* Task
How many lines of the entries below contain the word "under"? Reply with the number alone.
— Start of Supplied information —
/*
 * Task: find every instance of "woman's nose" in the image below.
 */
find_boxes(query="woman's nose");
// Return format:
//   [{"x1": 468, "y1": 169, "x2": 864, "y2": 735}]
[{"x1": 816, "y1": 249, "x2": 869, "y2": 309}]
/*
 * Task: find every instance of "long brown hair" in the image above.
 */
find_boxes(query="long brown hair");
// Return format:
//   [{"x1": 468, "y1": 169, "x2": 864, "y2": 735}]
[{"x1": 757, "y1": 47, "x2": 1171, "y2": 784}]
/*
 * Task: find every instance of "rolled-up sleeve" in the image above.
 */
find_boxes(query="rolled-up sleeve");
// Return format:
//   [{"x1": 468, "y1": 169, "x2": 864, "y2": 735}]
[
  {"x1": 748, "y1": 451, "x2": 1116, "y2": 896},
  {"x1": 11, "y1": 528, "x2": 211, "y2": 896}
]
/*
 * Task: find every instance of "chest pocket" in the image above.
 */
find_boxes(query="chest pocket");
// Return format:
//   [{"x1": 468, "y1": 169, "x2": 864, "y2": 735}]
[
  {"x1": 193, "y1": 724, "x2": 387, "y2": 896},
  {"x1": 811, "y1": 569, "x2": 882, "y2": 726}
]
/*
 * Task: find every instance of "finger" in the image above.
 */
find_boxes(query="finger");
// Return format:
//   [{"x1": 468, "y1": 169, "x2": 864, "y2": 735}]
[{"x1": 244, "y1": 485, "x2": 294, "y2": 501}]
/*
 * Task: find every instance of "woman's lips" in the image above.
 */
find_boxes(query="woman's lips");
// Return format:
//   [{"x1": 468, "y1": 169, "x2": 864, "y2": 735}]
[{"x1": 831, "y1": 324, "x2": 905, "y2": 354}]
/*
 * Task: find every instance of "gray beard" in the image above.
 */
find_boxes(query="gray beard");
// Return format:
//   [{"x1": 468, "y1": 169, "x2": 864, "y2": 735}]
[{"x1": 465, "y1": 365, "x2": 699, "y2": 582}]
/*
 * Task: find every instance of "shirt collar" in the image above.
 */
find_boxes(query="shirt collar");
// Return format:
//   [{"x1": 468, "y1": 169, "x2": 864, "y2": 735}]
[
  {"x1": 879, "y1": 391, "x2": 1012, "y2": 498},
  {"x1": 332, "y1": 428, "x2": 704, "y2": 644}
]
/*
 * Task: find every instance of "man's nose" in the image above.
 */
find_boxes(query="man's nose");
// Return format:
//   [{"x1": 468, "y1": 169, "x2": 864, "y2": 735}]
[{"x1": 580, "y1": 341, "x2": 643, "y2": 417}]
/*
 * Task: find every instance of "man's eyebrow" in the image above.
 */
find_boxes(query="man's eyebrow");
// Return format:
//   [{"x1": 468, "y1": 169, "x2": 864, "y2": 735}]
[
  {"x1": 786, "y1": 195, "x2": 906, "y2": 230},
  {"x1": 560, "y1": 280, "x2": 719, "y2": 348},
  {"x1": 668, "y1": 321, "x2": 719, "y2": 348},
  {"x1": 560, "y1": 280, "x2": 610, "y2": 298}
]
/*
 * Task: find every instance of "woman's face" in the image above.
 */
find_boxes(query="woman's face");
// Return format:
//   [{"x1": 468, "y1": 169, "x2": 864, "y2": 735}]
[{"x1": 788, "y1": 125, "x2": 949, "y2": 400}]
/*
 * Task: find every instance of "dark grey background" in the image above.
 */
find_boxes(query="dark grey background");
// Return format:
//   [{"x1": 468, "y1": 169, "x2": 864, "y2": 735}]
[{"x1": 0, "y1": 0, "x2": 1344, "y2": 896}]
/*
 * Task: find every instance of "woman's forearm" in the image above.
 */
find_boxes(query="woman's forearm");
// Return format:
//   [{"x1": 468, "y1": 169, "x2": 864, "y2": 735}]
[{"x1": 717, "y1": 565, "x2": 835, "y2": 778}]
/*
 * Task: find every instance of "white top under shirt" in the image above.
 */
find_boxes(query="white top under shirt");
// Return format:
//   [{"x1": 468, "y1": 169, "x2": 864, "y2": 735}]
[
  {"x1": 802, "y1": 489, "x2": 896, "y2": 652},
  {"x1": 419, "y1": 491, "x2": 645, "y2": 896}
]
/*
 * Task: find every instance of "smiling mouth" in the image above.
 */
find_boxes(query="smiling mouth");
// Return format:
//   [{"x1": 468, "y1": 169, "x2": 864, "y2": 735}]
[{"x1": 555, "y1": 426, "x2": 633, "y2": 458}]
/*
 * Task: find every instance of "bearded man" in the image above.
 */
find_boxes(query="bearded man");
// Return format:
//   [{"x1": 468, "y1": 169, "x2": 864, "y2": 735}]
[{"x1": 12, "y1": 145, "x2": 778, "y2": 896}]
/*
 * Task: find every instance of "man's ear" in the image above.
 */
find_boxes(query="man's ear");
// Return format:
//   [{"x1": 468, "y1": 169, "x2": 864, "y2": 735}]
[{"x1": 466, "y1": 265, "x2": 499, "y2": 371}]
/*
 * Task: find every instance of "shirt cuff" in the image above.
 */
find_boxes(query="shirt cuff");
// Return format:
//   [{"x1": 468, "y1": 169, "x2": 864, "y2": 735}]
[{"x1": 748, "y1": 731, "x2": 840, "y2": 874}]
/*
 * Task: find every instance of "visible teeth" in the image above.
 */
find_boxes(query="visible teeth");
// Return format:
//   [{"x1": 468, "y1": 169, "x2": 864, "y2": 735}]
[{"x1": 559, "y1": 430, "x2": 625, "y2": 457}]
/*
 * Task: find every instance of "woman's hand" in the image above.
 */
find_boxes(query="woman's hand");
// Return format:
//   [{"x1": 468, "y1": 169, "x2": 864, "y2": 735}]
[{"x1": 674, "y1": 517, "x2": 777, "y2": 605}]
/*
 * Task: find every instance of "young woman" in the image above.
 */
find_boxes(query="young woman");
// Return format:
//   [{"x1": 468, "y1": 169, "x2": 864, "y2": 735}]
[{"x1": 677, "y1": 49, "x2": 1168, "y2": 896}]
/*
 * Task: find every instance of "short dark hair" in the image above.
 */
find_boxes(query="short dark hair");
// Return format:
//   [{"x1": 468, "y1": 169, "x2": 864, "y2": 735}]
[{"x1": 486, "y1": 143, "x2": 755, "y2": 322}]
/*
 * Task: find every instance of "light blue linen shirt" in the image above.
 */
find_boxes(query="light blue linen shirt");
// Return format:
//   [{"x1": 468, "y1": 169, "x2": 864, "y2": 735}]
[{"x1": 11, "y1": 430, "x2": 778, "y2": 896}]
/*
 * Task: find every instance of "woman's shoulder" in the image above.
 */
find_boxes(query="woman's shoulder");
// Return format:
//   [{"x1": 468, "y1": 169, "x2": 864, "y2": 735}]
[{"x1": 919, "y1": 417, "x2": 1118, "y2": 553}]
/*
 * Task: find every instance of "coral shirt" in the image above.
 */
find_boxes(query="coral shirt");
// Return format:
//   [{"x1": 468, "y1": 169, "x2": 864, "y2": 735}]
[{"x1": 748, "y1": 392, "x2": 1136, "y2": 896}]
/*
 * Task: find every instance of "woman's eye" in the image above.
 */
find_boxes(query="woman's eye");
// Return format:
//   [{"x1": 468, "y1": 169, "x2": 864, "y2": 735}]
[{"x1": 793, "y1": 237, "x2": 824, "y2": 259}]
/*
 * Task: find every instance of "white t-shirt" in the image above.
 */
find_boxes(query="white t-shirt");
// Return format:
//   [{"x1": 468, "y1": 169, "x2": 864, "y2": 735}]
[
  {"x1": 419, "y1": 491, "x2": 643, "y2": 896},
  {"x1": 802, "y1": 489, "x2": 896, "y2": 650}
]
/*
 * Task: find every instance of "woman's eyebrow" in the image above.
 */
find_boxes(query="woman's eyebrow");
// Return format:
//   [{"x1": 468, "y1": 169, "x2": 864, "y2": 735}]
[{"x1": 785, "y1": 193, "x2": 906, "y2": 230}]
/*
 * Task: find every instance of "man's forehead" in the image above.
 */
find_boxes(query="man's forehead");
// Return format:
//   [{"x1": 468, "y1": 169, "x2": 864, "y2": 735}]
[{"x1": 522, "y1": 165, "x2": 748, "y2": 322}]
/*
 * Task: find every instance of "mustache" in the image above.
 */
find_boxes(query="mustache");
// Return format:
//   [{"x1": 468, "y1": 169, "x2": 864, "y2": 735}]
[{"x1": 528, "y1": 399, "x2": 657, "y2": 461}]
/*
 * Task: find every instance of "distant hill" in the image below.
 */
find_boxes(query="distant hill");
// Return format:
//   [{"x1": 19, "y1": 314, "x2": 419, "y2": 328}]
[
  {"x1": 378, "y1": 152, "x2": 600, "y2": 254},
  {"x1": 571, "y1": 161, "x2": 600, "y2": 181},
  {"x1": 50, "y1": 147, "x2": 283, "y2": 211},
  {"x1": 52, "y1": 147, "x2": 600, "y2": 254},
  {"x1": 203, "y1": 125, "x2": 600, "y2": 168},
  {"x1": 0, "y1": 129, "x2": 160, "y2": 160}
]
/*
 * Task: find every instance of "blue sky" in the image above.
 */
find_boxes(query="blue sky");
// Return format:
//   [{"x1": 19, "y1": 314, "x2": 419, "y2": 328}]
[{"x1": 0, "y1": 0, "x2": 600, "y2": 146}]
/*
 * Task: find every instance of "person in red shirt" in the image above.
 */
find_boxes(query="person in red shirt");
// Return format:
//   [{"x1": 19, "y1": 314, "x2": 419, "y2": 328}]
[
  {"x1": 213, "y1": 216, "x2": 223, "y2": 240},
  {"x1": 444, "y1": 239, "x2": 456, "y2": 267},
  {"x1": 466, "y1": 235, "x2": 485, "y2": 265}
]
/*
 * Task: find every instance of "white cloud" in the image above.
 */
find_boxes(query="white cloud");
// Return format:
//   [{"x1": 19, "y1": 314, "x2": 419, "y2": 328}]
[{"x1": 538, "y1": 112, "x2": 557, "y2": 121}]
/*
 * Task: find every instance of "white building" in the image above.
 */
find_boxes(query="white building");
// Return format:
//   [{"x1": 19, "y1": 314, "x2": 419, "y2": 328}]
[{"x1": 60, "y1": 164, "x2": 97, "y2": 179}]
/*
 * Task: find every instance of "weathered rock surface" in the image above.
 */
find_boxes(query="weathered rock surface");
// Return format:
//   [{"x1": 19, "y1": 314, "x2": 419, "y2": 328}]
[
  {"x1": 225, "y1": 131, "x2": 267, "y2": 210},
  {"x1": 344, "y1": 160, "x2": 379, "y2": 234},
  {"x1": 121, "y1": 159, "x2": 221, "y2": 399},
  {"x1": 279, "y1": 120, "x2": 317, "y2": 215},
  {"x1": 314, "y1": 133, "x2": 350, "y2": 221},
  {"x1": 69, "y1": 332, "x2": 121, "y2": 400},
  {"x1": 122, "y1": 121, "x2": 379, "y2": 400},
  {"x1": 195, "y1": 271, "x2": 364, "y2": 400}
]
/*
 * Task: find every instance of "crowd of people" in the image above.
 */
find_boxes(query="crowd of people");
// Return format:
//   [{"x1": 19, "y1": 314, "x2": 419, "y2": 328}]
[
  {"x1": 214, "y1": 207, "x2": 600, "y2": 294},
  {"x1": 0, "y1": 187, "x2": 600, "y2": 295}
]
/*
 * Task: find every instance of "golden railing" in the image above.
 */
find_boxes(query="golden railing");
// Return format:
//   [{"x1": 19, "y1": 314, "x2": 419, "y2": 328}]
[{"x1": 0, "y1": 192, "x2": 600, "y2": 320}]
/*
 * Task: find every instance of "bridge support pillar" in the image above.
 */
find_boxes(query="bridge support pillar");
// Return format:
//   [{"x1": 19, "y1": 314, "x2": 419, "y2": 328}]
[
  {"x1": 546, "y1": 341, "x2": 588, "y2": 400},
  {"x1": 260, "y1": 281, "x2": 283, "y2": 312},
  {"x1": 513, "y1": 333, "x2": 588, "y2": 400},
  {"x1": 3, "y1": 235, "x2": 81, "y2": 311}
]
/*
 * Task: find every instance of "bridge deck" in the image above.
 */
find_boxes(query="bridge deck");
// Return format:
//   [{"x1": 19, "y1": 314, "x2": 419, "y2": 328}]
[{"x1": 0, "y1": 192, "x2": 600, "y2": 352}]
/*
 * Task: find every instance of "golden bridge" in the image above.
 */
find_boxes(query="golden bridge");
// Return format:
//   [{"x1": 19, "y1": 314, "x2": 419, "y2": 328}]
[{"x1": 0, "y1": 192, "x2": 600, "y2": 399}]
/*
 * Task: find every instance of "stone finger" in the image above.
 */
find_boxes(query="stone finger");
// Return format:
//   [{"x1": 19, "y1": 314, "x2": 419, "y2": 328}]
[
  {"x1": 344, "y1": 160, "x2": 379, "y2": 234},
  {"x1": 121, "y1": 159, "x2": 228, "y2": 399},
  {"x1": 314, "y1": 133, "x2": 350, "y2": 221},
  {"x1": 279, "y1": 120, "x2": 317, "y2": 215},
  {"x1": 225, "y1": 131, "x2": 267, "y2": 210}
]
— End of Supplied information —
* Reply to the exercise
2